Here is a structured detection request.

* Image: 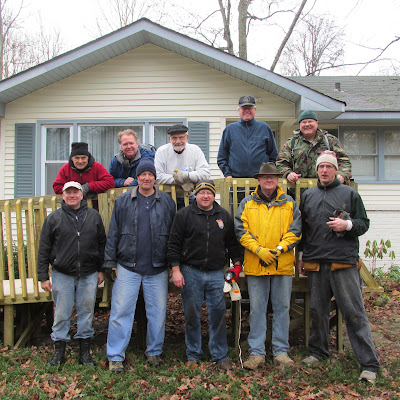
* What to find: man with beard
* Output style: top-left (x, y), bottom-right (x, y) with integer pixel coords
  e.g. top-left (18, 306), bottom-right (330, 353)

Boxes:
top-left (155, 124), bottom-right (210, 197)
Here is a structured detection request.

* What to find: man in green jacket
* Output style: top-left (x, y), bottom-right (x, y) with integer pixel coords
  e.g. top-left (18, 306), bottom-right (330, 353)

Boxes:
top-left (276, 110), bottom-right (351, 184)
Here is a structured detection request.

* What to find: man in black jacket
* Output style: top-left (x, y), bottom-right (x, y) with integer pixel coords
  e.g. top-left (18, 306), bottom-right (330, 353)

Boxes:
top-left (38, 181), bottom-right (106, 366)
top-left (168, 180), bottom-right (243, 370)
top-left (298, 151), bottom-right (380, 383)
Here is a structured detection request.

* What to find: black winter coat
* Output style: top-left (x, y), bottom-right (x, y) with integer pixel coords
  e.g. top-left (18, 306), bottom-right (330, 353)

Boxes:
top-left (37, 201), bottom-right (106, 281)
top-left (168, 201), bottom-right (243, 270)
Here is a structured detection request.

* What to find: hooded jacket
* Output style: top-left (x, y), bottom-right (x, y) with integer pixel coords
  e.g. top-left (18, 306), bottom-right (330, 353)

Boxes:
top-left (299, 178), bottom-right (369, 265)
top-left (53, 154), bottom-right (114, 194)
top-left (235, 186), bottom-right (301, 276)
top-left (167, 201), bottom-right (243, 270)
top-left (109, 146), bottom-right (155, 188)
top-left (37, 200), bottom-right (106, 281)
top-left (217, 118), bottom-right (278, 178)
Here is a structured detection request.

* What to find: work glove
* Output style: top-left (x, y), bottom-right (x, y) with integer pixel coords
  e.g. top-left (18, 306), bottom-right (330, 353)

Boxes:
top-left (225, 265), bottom-right (243, 283)
top-left (173, 169), bottom-right (190, 184)
top-left (255, 247), bottom-right (278, 266)
top-left (104, 268), bottom-right (117, 282)
top-left (181, 181), bottom-right (195, 193)
top-left (81, 183), bottom-right (90, 198)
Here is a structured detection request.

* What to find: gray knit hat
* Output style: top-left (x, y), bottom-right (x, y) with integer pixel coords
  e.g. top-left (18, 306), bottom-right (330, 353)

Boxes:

> [Your objective]
The whole listing above is to be printed exactly; the pictures stay out.

> [Solution]
Here is a structured detection request.

* Image: 
* What to find: man with beard
* Output style: top-left (x, y), bottom-right (x, y) with integer pixel coords
  e.g. top-left (18, 306), bottom-right (330, 353)

Boxes:
top-left (155, 124), bottom-right (210, 197)
Here is a structured detection request.

* What to find: man in green jacket
* Output style: top-left (x, y), bottom-right (x, y) with integer pixel coords
  e.g. top-left (18, 306), bottom-right (330, 353)

Boxes:
top-left (276, 110), bottom-right (351, 184)
Here is a structured detection request.

* What to find: man in black jacket
* Output style: top-left (x, y), bottom-right (x, y) with integer pixel coords
  e.g. top-left (18, 306), bottom-right (330, 353)

Boxes:
top-left (38, 181), bottom-right (106, 366)
top-left (168, 180), bottom-right (243, 370)
top-left (298, 151), bottom-right (380, 383)
Here is a structured detection request.

* What to find: black winter coat
* Output style: top-left (x, y), bottom-right (x, y) with integer pixel coords
  e.g. top-left (18, 306), bottom-right (330, 353)

Boxes:
top-left (37, 201), bottom-right (106, 281)
top-left (168, 201), bottom-right (243, 270)
Here is a structured detection request.

* What to find: hooded jacket
* Output style: top-left (x, y), bottom-right (x, y) with integer pixel coords
  e.g. top-left (18, 306), bottom-right (330, 353)

Boxes:
top-left (299, 178), bottom-right (369, 265)
top-left (53, 154), bottom-right (114, 194)
top-left (235, 186), bottom-right (301, 276)
top-left (167, 201), bottom-right (243, 270)
top-left (109, 146), bottom-right (155, 188)
top-left (37, 200), bottom-right (106, 281)
top-left (217, 118), bottom-right (278, 178)
Here is a structured detection request.

* What to find: work glove
* Output style: top-left (x, y), bottom-right (x, y) with integer pixel coords
  e.g. top-left (18, 306), bottom-right (330, 353)

Boxes:
top-left (225, 265), bottom-right (243, 283)
top-left (173, 169), bottom-right (190, 184)
top-left (255, 247), bottom-right (278, 266)
top-left (104, 268), bottom-right (117, 282)
top-left (181, 181), bottom-right (195, 193)
top-left (81, 183), bottom-right (90, 198)
Here is a structured detection request.

* What to find: gray knit hat
* Output style: top-left (x, y), bottom-right (x, y) with integer pixel coords
  e.g. top-left (18, 306), bottom-right (330, 353)

Boxes:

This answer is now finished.